---------- Records to use

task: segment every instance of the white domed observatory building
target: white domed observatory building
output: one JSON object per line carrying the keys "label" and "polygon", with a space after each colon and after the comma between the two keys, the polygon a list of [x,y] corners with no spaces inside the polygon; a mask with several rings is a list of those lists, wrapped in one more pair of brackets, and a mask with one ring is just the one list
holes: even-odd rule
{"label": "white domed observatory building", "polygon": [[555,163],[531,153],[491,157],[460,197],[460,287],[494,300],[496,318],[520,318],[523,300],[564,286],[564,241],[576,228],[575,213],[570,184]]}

--------------------
---------- Records to use

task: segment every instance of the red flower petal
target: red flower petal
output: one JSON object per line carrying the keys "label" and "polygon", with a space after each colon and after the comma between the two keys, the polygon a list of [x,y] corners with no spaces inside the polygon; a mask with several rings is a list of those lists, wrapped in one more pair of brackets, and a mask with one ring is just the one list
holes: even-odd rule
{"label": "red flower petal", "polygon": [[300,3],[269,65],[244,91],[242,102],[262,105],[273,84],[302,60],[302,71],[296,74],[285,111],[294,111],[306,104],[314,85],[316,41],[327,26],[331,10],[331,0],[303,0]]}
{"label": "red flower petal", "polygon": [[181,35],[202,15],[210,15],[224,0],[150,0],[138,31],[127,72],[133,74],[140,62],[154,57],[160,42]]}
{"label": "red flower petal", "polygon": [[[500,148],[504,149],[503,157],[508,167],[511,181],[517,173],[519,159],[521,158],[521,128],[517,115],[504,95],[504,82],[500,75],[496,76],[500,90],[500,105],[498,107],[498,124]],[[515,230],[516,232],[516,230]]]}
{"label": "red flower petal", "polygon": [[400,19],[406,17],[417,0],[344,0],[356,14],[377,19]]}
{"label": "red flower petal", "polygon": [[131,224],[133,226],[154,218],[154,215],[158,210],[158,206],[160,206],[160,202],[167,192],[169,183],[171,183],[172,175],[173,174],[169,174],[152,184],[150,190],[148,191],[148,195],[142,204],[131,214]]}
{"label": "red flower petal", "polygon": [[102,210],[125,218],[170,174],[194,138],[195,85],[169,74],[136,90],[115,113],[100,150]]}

--------------------

## Instructions to follow:
What you give back must be the stretch above, starting at the line with "task: segment every instance of the white" and ending at the line with "target: white domed observatory building", copied exactly.

## Written response:
task: segment every instance of the white domed observatory building
target: white domed observatory building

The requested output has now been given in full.